■ **Your instructions**:
Which lines belong in the answer? Exactly those from the line containing "Box the white sand bunker in this photo." through the last line of the records below, repeated as written.

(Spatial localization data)
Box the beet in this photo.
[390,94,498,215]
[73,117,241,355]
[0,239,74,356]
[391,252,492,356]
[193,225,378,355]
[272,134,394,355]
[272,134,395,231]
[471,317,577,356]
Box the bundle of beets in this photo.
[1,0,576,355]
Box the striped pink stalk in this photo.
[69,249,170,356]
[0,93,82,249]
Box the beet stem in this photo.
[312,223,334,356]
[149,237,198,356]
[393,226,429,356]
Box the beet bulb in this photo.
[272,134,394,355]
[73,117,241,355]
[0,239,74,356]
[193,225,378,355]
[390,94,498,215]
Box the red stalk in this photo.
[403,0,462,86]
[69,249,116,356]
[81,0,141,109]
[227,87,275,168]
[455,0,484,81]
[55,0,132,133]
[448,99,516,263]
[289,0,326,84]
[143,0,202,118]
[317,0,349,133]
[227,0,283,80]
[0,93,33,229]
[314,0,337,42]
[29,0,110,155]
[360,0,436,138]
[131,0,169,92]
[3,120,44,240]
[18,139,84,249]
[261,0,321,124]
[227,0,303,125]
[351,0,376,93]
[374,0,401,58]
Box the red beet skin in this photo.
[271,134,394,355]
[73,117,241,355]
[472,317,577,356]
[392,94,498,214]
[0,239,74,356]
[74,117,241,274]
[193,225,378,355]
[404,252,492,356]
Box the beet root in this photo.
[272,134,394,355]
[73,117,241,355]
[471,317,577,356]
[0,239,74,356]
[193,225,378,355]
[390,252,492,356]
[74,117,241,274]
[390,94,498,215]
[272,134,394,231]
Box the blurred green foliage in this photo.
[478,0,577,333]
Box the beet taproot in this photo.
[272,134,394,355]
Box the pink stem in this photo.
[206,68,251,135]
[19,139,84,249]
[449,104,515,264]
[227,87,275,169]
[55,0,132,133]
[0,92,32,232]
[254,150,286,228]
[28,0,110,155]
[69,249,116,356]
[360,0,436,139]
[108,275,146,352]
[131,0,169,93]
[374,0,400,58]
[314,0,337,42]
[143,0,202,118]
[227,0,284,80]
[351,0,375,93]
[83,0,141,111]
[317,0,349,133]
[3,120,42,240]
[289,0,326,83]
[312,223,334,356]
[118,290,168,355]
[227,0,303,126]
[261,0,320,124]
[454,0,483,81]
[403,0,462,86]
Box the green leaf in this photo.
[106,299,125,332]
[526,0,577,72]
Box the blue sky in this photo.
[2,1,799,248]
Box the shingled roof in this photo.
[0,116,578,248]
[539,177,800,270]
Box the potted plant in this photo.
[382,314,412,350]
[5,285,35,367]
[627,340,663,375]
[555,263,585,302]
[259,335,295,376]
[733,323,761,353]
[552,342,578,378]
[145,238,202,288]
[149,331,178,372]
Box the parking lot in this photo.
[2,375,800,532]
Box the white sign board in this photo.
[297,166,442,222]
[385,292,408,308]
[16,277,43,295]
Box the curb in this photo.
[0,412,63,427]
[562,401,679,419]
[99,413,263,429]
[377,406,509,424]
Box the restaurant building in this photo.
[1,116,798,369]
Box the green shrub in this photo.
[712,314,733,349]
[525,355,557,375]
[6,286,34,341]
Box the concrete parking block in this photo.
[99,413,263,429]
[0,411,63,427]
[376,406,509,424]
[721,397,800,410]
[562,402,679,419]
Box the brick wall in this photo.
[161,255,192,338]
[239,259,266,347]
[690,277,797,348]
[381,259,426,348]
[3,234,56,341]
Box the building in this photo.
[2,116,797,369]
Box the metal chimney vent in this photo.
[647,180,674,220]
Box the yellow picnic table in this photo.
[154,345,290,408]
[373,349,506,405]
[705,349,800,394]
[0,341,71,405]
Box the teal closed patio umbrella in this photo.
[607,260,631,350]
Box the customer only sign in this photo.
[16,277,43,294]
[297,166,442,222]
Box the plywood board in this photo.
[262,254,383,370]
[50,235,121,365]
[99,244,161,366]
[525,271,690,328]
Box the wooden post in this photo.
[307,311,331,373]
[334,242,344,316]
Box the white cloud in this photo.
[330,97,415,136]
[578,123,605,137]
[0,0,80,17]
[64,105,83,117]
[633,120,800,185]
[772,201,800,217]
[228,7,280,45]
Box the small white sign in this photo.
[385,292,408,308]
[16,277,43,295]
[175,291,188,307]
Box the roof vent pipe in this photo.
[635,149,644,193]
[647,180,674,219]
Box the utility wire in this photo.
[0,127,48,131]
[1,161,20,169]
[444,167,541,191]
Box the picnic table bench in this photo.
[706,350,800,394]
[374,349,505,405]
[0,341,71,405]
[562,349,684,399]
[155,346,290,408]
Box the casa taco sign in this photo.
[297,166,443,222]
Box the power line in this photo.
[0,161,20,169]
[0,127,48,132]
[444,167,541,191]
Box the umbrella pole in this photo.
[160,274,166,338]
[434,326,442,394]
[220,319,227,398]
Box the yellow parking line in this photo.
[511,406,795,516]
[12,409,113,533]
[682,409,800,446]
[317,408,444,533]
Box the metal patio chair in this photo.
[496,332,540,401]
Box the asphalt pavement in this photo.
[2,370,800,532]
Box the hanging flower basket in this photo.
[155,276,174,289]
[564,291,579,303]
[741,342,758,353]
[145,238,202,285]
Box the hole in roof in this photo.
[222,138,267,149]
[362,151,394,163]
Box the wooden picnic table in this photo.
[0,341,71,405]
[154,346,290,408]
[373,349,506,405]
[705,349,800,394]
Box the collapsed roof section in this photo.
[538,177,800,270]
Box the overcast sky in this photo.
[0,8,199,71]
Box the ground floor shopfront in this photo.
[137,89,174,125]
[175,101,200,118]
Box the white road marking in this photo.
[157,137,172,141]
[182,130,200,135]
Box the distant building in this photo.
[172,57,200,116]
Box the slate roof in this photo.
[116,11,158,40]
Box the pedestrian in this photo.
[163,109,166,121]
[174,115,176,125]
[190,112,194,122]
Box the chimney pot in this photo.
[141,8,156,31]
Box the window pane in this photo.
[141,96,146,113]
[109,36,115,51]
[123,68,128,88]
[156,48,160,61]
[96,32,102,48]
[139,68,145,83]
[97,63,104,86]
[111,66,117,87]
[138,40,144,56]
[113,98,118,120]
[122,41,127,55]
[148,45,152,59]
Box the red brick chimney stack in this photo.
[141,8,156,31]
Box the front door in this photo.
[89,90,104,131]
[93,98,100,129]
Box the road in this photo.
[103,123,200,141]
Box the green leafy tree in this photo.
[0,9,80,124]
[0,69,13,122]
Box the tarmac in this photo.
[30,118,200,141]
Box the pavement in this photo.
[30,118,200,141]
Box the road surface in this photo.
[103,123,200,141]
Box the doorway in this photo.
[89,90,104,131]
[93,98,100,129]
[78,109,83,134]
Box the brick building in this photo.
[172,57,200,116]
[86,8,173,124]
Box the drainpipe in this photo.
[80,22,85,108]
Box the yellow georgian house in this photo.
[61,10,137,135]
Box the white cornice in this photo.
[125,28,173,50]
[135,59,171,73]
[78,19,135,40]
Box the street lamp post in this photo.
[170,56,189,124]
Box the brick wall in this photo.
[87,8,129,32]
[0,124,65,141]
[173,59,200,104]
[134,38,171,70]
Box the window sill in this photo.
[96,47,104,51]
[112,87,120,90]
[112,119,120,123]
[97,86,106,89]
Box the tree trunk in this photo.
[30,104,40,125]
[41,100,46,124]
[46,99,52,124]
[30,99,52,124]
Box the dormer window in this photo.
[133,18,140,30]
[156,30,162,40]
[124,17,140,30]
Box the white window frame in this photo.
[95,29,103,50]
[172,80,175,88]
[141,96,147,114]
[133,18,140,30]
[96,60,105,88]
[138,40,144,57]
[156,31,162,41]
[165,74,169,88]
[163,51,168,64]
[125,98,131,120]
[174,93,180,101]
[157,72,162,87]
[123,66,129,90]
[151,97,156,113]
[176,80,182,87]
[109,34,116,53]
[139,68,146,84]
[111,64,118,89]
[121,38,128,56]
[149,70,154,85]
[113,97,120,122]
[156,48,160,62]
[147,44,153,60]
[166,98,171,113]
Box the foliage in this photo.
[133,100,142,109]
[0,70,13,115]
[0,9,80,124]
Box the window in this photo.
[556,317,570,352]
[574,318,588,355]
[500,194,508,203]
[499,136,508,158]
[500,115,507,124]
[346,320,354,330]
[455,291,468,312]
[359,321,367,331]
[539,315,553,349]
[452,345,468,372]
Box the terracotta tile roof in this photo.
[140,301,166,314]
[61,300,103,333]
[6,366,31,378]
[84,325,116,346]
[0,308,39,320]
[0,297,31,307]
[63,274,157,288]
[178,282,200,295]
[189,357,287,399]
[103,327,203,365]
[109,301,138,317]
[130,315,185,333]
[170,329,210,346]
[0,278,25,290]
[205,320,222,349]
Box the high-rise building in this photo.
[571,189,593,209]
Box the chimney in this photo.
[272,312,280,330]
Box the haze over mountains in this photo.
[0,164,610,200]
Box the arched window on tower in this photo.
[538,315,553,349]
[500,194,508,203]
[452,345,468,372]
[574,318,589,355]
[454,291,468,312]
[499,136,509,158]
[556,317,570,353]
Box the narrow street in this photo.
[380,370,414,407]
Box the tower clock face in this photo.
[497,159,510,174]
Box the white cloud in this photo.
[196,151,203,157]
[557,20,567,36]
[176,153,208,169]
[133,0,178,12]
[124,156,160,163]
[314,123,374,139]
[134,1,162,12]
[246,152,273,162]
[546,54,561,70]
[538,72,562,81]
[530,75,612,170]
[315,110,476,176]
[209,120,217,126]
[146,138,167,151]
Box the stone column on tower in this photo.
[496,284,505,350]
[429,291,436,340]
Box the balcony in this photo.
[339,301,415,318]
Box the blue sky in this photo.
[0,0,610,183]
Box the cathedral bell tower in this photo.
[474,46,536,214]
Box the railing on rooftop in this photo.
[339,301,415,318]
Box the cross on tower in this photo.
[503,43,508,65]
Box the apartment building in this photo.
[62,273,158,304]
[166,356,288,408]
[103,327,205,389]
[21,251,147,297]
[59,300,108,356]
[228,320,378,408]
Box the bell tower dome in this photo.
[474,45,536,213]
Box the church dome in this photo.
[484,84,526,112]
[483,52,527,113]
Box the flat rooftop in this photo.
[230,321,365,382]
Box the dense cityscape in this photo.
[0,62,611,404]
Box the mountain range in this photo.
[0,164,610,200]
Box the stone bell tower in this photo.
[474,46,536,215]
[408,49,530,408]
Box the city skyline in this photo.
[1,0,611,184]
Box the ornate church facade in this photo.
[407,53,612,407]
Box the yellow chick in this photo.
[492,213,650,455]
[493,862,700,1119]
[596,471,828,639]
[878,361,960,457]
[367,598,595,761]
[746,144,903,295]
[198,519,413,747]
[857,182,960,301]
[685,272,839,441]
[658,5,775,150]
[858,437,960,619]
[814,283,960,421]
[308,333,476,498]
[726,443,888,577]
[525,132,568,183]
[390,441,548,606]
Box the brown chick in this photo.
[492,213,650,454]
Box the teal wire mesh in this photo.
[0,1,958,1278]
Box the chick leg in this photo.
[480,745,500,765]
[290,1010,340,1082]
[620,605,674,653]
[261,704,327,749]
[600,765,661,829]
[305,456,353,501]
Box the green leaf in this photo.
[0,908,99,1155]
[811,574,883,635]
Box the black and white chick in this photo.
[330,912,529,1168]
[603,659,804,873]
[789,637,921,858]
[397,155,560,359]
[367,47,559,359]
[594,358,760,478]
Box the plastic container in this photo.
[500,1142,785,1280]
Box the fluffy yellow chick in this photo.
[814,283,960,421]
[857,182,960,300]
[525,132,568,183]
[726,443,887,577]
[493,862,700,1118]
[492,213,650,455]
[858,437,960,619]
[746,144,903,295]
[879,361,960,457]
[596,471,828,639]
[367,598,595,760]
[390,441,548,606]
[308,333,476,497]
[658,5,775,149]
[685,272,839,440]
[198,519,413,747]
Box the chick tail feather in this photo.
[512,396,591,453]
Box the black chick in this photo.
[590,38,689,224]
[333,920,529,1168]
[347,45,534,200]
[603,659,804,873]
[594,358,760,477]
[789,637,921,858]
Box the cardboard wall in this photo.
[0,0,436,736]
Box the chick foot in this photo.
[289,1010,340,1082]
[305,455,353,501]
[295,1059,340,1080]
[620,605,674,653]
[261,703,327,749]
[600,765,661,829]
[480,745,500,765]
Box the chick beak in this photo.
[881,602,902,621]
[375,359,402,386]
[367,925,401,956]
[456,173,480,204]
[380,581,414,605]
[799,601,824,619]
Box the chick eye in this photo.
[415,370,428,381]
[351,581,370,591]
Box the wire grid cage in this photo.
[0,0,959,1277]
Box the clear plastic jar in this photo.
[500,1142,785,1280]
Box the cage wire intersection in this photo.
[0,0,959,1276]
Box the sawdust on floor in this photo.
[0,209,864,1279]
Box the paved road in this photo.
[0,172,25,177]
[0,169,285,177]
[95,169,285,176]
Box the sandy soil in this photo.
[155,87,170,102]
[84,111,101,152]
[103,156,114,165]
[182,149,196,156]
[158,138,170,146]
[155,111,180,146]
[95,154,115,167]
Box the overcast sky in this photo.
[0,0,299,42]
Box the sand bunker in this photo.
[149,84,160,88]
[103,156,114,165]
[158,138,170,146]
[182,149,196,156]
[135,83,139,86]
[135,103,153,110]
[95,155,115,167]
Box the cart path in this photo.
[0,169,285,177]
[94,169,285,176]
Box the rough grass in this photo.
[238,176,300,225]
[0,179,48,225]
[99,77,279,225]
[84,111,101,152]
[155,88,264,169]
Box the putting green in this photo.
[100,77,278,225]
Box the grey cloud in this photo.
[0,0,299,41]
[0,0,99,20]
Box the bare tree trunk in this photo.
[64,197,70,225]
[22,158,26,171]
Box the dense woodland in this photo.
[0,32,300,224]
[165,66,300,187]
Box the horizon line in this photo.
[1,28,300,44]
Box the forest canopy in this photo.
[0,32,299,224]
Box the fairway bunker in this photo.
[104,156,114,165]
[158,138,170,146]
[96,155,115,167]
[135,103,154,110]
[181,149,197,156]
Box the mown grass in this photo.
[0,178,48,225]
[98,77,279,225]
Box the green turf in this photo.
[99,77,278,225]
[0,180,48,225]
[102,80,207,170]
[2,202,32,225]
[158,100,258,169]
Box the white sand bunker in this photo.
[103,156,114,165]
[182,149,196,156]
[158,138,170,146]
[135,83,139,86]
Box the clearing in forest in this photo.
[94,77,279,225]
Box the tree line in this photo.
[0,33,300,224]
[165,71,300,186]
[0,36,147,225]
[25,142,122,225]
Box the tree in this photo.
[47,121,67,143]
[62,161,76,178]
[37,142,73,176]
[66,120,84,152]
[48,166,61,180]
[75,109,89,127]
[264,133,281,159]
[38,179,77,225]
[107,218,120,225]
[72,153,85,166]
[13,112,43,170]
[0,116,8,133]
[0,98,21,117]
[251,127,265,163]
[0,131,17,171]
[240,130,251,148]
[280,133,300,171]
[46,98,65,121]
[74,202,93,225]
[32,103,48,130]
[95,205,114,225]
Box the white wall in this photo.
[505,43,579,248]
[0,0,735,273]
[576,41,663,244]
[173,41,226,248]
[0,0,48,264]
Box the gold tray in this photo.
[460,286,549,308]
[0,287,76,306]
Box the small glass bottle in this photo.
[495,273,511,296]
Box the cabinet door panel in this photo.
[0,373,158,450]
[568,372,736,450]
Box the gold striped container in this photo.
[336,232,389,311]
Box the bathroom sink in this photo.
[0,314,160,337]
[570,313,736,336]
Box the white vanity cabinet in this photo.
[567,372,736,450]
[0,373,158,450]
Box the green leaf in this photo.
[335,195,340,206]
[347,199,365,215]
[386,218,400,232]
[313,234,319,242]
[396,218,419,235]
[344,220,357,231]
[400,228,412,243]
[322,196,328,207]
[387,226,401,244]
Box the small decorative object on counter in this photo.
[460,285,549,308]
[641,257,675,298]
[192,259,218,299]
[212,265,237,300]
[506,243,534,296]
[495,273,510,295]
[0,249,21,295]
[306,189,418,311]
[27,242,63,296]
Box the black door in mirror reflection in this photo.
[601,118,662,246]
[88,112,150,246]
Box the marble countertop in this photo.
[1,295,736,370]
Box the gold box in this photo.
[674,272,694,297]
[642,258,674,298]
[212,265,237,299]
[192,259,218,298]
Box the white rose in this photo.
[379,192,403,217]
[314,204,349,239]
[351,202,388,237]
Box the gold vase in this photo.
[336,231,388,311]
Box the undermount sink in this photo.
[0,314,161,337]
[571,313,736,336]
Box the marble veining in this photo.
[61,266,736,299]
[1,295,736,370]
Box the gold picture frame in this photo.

■ **Solution for this problem**:
Box the white sand bunker in this photo.
[103,156,114,165]
[182,149,196,156]
[158,138,170,146]
[135,83,139,86]
Box the clearing in forest in this photo.
[94,77,279,225]
Box the tree line in this photo.
[0,33,300,224]
[165,71,300,186]
[0,36,147,225]
[25,142,122,225]
Box the tree in this photo.
[47,121,67,143]
[62,161,76,178]
[37,142,73,176]
[66,120,84,152]
[48,166,61,180]
[75,109,89,127]
[264,133,281,159]
[38,179,77,225]
[107,218,120,225]
[72,153,85,166]
[13,112,43,170]
[0,116,8,133]
[0,98,21,117]
[251,127,265,163]
[0,131,17,171]
[240,130,251,148]
[280,133,300,171]
[46,98,65,121]
[74,202,93,225]
[32,103,48,130]
[95,205,114,225]
Box the white wall in this photo.
[505,43,579,248]
[0,0,735,273]
[576,41,663,244]
[173,41,226,248]
[0,0,48,264]
Box the gold tray in this photo.
[460,286,549,308]
[0,287,76,306]
Box the small glass bottle in this photo.
[495,273,511,296]
Box the cabinet door panel in this photo.
[0,373,158,450]
[568,372,736,450]
Box the gold striped container in this photo.
[336,232,389,311]
Box the bathroom sink in this photo.
[0,314,160,337]
[570,313,736,336]
Box the white vanity cabinet in this photo.
[567,372,736,450]
[0,373,158,450]
Box the green leaf in this photo.
[335,195,340,206]
[347,199,365,215]
[386,218,400,232]
[313,234,319,242]
[396,218,419,235]
[344,220,357,231]
[400,228,412,243]
[322,196,328,207]
[387,226,401,244]
Box the small decorative object on counter in this photo.
[460,285,549,308]
[641,257,675,298]
[192,259,218,299]
[212,265,237,300]
[506,243,534,296]
[495,273,510,295]
[0,249,21,295]
[306,189,418,311]
[27,242,63,296]
Box the black door in mirror reflection in this photo.
[601,118,662,246]
[88,112,150,246]
Box the marble countertop in this photo.
[1,295,736,370]
Box the gold box in this photo.
[674,272,694,297]
[642,258,674,298]
[212,265,237,299]
[192,259,218,298]
Box the white rose in this photo.
[379,192,403,217]
[314,204,349,239]
[351,202,388,237]
Box the gold vase in this photo.
[336,231,388,311]
Box the undermount sink in this photo.
[0,314,161,337]
[571,313,736,336]
Box the marble veining in this photo.
[61,266,736,299]
[1,295,736,370]
Box the gold picture frame in this photo.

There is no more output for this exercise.